Your reply must be the number of lines in the entries that hold the word "cloud", and nothing else.

[Point localization data]
BEGIN

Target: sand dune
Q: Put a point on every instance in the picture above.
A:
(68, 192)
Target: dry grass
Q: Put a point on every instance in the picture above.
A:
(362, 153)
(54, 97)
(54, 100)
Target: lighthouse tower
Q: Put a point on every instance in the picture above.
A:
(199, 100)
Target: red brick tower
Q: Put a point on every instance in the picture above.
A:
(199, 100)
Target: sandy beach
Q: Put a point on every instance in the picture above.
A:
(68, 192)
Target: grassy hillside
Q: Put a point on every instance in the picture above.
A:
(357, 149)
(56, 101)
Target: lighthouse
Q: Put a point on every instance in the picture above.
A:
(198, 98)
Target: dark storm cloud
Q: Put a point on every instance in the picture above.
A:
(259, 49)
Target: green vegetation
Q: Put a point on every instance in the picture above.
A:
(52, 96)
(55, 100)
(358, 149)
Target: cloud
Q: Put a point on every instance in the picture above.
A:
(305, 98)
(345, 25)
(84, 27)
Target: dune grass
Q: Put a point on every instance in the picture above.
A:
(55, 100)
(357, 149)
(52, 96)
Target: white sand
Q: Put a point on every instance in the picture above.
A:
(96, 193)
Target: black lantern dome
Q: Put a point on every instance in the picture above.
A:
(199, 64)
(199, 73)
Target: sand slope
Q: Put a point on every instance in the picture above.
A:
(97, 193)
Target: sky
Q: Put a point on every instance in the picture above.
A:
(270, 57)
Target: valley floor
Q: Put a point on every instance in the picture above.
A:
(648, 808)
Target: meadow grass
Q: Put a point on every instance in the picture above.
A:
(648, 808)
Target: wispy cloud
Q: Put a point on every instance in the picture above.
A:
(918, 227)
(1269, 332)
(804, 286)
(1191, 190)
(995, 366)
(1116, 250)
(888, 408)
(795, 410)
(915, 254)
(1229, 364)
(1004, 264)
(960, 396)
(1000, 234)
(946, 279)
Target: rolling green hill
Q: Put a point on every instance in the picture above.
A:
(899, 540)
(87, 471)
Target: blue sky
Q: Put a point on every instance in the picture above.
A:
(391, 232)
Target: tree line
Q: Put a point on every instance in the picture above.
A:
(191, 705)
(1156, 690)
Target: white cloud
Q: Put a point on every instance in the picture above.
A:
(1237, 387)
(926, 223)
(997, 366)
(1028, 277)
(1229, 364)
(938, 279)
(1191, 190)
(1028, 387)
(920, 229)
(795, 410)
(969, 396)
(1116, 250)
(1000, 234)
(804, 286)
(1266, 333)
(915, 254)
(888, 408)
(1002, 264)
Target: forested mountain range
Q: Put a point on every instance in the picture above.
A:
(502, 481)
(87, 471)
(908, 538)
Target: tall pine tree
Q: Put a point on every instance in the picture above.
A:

END

**RESPONSE:** 4